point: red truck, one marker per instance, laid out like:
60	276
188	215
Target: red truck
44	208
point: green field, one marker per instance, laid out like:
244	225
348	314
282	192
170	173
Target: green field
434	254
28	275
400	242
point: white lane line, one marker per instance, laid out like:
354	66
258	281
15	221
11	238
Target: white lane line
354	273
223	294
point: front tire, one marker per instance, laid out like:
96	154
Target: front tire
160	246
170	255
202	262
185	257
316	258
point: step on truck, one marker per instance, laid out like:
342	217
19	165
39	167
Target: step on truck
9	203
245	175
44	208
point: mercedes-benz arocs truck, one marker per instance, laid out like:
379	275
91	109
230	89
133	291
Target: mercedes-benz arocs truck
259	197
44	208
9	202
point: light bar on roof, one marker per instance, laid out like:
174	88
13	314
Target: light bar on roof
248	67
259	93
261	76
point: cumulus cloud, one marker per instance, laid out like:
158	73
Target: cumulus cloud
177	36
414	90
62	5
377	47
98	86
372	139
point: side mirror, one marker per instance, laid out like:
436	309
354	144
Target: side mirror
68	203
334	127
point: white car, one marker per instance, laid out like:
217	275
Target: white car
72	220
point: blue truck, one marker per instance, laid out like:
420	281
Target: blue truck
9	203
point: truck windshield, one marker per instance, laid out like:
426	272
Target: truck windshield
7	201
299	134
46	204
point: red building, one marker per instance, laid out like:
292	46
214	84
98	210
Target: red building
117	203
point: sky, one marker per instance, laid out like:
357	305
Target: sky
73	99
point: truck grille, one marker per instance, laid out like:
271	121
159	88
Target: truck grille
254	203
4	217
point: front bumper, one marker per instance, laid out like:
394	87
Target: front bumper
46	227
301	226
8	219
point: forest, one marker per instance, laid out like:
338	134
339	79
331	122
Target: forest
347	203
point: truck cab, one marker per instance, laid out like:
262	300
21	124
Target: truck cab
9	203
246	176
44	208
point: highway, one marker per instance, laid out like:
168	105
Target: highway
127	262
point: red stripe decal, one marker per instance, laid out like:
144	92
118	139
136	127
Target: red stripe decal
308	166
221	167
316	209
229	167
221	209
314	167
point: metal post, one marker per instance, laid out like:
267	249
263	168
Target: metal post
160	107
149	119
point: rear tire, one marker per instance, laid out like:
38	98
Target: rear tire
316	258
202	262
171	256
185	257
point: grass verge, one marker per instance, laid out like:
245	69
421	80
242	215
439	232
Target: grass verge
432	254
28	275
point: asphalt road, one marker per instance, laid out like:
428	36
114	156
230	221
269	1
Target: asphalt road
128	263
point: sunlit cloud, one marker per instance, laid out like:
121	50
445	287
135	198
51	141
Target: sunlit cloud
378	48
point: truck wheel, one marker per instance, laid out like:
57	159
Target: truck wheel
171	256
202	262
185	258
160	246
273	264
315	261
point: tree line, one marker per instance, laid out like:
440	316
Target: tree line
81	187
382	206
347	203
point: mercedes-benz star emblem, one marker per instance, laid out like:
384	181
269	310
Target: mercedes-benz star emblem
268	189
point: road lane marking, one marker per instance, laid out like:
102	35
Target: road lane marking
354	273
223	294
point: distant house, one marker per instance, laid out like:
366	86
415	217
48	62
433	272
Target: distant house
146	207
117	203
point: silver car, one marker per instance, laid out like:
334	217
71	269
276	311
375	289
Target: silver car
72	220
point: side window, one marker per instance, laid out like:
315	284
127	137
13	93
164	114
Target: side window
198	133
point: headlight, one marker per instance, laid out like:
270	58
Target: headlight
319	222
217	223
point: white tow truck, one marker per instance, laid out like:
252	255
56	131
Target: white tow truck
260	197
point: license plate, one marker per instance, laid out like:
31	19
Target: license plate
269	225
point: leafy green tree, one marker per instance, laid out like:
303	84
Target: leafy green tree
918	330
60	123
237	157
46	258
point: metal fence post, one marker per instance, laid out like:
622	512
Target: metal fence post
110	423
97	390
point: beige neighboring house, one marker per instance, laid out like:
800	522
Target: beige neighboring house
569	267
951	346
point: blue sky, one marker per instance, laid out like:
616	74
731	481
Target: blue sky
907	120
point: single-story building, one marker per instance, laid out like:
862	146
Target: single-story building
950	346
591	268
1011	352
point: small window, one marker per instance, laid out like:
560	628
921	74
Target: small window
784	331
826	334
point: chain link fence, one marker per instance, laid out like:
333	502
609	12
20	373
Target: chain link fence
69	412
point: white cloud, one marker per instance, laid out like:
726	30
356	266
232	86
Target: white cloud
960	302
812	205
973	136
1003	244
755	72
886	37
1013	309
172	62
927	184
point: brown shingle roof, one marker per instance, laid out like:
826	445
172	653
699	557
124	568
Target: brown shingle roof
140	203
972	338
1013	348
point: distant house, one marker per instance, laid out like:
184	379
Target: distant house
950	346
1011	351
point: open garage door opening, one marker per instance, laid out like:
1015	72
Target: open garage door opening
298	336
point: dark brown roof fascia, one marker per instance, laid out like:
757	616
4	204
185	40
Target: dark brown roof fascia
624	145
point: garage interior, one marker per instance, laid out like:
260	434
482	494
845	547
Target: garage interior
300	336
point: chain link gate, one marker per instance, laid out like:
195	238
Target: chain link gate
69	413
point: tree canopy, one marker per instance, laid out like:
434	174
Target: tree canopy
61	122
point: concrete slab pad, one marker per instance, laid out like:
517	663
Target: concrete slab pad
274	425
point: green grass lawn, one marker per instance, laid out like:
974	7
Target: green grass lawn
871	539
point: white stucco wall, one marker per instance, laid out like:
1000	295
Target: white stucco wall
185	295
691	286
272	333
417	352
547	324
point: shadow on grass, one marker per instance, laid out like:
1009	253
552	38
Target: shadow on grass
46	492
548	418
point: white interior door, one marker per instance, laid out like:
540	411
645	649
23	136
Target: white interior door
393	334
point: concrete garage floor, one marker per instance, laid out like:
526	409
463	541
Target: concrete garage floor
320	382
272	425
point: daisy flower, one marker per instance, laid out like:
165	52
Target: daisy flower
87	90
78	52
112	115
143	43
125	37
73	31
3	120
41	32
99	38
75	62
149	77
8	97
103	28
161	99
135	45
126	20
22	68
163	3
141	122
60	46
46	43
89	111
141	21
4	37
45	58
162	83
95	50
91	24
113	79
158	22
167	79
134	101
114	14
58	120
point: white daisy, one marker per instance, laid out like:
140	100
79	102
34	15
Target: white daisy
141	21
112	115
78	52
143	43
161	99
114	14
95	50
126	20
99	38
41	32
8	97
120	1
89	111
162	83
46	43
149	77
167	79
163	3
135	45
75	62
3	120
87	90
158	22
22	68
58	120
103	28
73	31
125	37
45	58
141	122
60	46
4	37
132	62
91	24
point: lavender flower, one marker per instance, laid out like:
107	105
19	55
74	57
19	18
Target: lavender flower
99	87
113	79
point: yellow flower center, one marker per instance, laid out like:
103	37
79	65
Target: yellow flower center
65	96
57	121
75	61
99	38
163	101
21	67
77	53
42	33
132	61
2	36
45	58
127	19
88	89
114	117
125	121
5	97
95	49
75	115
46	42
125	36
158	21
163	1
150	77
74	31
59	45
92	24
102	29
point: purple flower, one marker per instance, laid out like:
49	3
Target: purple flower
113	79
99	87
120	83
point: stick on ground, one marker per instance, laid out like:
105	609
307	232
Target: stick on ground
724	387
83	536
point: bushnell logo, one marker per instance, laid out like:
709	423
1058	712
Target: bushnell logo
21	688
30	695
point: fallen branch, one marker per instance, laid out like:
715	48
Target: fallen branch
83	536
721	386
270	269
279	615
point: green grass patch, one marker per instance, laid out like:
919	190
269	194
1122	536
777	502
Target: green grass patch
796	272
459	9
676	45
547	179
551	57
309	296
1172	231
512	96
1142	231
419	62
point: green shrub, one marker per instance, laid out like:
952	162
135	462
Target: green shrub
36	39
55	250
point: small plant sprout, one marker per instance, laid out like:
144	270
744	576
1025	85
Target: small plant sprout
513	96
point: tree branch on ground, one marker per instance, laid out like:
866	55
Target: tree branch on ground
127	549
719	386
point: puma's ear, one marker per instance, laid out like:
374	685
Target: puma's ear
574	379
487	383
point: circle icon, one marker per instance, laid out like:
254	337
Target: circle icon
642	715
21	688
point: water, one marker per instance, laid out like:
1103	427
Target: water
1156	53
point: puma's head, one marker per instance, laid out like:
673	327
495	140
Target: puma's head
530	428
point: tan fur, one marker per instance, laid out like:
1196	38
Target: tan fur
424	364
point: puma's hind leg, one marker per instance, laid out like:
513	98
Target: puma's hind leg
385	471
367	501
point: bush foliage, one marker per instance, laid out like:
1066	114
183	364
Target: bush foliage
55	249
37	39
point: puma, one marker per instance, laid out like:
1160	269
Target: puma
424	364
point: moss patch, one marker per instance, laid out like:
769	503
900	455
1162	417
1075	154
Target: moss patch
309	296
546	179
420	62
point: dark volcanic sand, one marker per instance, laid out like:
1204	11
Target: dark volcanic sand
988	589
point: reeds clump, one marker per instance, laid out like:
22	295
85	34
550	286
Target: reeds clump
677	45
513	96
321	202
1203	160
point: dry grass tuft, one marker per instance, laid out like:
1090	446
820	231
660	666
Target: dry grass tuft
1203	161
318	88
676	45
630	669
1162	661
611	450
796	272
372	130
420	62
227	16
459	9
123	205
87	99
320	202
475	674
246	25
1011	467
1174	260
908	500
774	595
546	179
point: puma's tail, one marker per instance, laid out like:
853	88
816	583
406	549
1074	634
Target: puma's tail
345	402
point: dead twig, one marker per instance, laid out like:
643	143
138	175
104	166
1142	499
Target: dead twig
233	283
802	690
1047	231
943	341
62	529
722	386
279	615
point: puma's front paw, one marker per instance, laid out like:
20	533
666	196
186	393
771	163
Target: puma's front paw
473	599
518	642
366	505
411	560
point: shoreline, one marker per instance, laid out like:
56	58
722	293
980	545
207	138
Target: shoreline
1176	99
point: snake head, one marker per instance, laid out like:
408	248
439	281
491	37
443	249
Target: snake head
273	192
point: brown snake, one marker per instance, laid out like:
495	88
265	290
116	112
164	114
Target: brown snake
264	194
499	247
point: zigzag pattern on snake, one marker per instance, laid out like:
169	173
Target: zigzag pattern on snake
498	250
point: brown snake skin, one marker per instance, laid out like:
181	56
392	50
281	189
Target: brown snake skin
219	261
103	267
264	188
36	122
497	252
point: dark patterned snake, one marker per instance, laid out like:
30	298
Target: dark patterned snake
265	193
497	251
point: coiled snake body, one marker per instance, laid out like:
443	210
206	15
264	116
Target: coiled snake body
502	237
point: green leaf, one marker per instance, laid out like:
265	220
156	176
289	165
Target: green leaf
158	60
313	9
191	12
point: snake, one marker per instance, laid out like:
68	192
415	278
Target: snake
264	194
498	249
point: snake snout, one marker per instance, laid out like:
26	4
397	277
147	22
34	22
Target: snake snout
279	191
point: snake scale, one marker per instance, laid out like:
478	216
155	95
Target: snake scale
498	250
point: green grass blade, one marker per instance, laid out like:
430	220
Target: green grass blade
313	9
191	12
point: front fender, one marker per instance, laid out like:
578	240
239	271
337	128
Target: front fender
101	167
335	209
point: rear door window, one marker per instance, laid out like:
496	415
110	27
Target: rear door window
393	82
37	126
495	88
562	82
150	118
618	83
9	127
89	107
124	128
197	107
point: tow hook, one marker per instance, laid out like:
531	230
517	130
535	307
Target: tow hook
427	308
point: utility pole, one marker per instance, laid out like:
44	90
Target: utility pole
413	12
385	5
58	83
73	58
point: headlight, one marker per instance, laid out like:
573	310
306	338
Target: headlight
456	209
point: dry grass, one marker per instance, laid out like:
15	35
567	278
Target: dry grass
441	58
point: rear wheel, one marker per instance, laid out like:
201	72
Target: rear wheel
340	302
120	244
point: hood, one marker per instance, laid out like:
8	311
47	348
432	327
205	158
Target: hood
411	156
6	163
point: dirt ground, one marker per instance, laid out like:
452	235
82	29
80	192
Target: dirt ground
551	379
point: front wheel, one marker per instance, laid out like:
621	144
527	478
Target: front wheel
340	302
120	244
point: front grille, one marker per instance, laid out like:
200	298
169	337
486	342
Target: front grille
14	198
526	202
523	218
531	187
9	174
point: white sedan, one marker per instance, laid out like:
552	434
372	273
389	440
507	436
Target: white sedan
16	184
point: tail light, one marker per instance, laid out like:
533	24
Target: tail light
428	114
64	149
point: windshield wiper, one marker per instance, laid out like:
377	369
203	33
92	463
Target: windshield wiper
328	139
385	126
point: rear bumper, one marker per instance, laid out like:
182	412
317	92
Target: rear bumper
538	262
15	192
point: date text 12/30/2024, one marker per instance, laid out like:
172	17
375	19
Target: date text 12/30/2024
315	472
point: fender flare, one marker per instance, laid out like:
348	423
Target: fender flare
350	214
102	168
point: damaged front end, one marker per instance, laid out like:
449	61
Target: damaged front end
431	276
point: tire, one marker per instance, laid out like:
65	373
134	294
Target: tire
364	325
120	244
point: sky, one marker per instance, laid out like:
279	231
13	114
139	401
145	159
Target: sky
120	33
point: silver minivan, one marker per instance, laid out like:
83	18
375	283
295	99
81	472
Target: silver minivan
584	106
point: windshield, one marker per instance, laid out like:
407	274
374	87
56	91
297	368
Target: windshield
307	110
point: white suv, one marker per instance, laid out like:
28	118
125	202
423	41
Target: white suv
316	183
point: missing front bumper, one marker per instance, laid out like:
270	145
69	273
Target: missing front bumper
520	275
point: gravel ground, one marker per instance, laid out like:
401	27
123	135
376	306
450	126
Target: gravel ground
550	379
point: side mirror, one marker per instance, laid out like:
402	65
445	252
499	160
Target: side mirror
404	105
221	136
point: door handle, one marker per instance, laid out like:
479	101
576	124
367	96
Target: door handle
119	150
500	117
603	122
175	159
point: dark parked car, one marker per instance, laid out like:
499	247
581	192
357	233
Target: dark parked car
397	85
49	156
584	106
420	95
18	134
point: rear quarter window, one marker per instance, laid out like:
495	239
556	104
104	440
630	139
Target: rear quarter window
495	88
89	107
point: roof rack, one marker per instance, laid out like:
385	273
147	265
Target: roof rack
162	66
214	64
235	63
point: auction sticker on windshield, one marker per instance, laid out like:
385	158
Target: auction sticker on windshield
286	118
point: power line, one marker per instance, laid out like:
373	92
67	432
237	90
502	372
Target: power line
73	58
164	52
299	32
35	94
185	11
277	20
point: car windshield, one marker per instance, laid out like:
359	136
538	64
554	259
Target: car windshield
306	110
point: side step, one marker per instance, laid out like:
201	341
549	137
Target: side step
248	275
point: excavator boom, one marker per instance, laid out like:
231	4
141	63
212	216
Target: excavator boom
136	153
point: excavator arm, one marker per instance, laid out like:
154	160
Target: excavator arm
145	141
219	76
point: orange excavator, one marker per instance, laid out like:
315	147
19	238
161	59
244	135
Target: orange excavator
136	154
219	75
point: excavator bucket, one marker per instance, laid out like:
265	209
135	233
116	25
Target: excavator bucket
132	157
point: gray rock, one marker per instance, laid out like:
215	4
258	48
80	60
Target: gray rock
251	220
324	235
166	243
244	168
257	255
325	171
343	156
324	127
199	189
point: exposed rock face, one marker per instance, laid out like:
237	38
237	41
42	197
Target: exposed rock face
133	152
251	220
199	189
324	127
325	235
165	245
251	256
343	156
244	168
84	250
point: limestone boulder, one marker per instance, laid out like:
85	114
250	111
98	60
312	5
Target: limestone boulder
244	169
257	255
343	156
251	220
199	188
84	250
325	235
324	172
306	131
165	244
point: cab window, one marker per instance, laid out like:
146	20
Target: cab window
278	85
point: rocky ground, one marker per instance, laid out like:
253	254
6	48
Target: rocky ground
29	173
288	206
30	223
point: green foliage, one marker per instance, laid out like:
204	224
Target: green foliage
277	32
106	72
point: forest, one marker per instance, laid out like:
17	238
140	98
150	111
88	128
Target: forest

- _Task item_
Would you copy out exactly the lines above that start at the one containing "point: truck wheel, one" and end at the one containing "point: mercedes-benz star", inclusive?

- _Output below_
point: truck wheel, one marker per instance, laid out like:
57	159
Target: truck wheel
171	256
202	262
185	258
160	246
273	264
315	261
point: tree line, one marker per instance, laid out like:
440	316
Target: tree line
81	187
382	206
347	203
point: mercedes-benz star emblem, one marker per instance, laid out like:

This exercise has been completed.